Dataset records
* * *

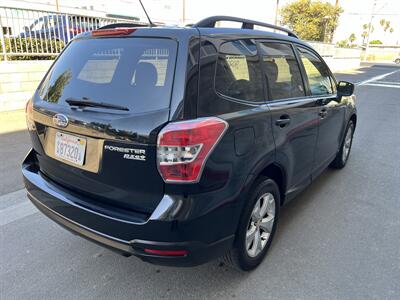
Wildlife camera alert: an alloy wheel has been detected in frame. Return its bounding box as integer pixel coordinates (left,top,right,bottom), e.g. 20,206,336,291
245,193,275,257
342,126,353,162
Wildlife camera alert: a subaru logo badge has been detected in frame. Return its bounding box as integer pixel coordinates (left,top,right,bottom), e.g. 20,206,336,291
53,114,68,128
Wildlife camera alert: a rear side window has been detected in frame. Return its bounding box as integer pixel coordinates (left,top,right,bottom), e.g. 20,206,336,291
260,42,305,100
215,40,264,102
297,47,334,95
39,38,177,113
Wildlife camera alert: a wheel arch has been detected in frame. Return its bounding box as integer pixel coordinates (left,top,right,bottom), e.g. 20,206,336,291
247,162,287,205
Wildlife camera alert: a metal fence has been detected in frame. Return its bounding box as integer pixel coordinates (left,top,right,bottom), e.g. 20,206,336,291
0,6,138,60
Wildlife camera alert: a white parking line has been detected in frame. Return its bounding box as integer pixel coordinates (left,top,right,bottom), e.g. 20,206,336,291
0,189,38,226
356,70,400,85
363,82,400,89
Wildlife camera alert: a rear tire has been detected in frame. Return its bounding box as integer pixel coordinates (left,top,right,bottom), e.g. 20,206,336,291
224,177,280,271
330,120,355,169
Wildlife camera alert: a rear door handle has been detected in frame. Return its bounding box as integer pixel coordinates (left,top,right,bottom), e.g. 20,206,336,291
275,116,290,128
318,108,328,118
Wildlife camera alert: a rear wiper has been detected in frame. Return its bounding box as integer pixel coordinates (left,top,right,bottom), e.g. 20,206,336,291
65,97,129,111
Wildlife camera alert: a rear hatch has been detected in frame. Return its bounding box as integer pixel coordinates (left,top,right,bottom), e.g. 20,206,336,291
32,37,177,213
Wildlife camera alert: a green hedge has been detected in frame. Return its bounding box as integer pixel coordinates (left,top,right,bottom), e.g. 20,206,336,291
0,37,65,60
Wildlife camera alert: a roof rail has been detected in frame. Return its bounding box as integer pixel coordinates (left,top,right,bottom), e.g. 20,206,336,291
97,23,154,29
193,16,299,39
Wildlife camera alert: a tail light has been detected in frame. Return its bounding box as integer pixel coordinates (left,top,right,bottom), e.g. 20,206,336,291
25,99,35,131
69,28,83,35
157,118,228,183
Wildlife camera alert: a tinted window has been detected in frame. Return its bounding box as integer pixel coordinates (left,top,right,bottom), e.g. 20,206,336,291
39,38,176,113
298,47,333,95
260,43,305,100
215,40,264,102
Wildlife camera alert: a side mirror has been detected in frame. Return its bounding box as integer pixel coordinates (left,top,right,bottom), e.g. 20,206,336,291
336,81,354,98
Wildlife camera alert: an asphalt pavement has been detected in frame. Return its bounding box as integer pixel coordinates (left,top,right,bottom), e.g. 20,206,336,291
0,64,400,299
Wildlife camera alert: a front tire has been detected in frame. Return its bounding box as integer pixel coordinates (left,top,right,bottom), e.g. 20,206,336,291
224,177,280,271
330,121,355,169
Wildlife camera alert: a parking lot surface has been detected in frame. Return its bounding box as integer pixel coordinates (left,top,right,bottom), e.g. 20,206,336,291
0,64,400,299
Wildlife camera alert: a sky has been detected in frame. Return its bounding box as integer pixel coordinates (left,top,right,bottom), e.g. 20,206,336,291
2,0,400,45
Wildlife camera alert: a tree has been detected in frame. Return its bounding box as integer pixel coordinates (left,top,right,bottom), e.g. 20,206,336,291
379,19,394,33
361,24,375,45
349,33,357,44
280,0,343,42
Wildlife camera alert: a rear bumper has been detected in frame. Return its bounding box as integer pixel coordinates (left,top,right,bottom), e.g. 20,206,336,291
22,150,234,266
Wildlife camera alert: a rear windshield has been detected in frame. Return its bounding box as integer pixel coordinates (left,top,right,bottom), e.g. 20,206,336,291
39,38,177,113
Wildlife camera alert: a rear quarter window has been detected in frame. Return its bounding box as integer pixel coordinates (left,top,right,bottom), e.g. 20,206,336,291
215,40,264,102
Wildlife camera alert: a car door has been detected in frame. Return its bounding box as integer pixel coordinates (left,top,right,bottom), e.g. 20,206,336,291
297,46,345,176
259,41,318,194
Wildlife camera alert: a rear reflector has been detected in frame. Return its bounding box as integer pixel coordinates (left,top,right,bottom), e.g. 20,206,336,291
144,248,189,256
92,27,136,36
157,118,228,183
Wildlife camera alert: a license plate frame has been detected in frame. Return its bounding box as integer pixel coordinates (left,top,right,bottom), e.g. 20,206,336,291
54,131,87,166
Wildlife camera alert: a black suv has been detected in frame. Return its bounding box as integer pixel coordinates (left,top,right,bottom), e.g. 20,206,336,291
22,17,357,270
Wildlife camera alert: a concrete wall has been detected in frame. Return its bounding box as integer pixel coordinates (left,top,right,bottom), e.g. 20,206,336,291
363,45,400,62
0,60,53,111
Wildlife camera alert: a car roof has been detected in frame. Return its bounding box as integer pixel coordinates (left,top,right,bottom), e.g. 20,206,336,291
75,26,309,46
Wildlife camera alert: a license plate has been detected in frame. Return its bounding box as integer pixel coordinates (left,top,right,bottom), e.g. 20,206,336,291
55,132,86,166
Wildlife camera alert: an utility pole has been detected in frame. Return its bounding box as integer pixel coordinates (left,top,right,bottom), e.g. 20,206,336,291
364,0,376,59
274,0,279,25
182,0,186,25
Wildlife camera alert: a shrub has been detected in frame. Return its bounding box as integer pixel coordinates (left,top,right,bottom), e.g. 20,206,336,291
0,37,65,60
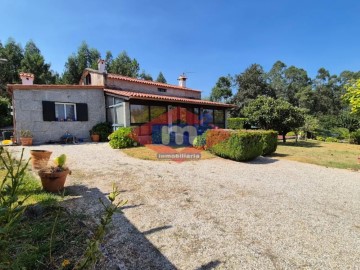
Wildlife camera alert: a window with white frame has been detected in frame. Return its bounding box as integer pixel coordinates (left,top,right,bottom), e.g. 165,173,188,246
55,102,77,121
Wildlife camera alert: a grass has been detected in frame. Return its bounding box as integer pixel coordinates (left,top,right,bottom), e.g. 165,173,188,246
0,149,88,269
272,140,360,170
122,145,215,161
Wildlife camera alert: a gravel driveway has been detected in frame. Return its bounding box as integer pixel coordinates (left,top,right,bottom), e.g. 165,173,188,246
12,144,360,269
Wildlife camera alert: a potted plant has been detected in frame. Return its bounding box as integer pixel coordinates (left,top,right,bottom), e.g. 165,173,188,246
20,130,33,146
30,150,52,170
90,122,112,142
38,154,71,193
90,129,100,142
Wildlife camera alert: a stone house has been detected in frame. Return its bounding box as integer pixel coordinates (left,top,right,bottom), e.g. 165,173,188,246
8,60,233,144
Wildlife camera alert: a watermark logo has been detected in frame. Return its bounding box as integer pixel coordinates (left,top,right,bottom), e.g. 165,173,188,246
134,107,214,162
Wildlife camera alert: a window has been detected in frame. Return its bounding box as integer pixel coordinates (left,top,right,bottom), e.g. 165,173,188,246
85,74,91,85
55,102,76,121
130,104,150,124
106,95,125,127
150,106,167,124
42,101,88,121
203,109,214,125
214,110,225,128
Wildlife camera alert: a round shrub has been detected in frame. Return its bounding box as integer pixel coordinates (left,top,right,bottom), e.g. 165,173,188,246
109,127,137,149
259,130,278,156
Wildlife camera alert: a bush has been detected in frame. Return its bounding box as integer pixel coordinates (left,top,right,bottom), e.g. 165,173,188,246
330,127,349,140
227,118,249,129
206,130,263,161
90,122,112,142
258,130,278,156
205,129,231,149
193,132,206,149
0,97,13,127
350,129,360,144
325,137,339,142
109,127,137,149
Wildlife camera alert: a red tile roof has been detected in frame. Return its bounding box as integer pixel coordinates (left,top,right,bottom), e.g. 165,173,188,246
104,89,235,108
19,72,35,78
7,84,104,93
107,73,201,92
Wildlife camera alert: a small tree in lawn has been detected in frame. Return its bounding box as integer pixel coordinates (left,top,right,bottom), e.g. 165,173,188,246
243,96,304,142
343,79,360,116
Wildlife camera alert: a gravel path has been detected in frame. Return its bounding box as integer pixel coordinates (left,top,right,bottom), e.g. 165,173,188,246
12,144,360,269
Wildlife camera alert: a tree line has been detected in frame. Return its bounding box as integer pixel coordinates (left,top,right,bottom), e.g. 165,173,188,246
0,38,166,94
210,61,360,141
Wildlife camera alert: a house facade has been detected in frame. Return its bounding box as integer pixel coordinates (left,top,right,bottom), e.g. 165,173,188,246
8,60,233,144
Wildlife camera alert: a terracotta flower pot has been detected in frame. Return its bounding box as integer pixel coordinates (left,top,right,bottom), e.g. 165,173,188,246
91,134,100,142
30,150,52,170
38,169,70,193
20,137,32,146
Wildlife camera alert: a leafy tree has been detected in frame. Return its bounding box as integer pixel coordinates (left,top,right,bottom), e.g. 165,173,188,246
20,40,56,84
210,76,232,102
343,79,360,116
139,70,153,81
0,38,24,92
232,64,275,116
282,66,311,106
267,61,287,99
243,96,304,142
302,115,319,140
156,71,167,83
63,41,100,84
108,51,140,78
314,68,343,115
0,97,12,127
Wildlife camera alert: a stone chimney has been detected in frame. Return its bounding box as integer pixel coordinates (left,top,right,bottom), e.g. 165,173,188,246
178,73,187,88
20,72,35,85
98,59,106,73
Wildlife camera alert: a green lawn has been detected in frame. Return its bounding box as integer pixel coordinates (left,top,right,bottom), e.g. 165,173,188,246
272,140,360,170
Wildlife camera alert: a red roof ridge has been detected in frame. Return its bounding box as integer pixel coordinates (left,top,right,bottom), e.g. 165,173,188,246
107,73,201,92
104,88,235,108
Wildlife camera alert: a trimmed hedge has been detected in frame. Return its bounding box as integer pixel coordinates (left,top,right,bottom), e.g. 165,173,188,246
227,118,249,129
109,127,138,149
90,122,112,142
205,129,231,149
257,130,278,156
206,129,278,161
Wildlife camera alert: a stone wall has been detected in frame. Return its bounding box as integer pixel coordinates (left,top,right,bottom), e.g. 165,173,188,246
13,88,106,144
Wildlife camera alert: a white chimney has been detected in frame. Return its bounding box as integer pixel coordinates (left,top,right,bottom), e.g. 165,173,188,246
20,72,35,85
178,73,187,88
98,59,106,73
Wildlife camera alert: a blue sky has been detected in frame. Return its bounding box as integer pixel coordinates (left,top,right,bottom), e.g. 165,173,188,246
0,0,360,96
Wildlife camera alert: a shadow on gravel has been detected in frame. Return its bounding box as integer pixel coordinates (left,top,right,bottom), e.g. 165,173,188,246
63,185,179,270
247,157,279,165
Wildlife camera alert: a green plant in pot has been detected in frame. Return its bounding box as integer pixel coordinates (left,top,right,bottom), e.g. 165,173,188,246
90,122,113,142
89,129,100,142
20,130,33,146
38,154,71,193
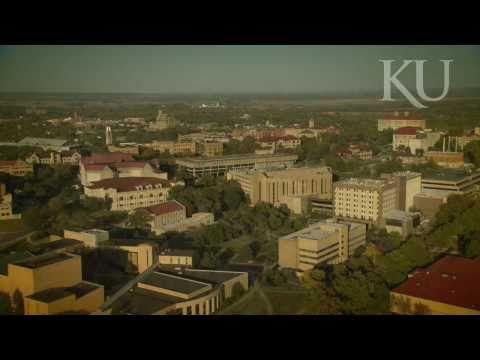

* * *

What needs to be done
Pull out every line above that contains the word "tail" and copy each one in full.

Exercise result
Wildlife camera alert: a tail light has been detected in frame. Return its bounding box as integer pixel coordinates (left,top,right,bottom), e.g. 20,206,336,291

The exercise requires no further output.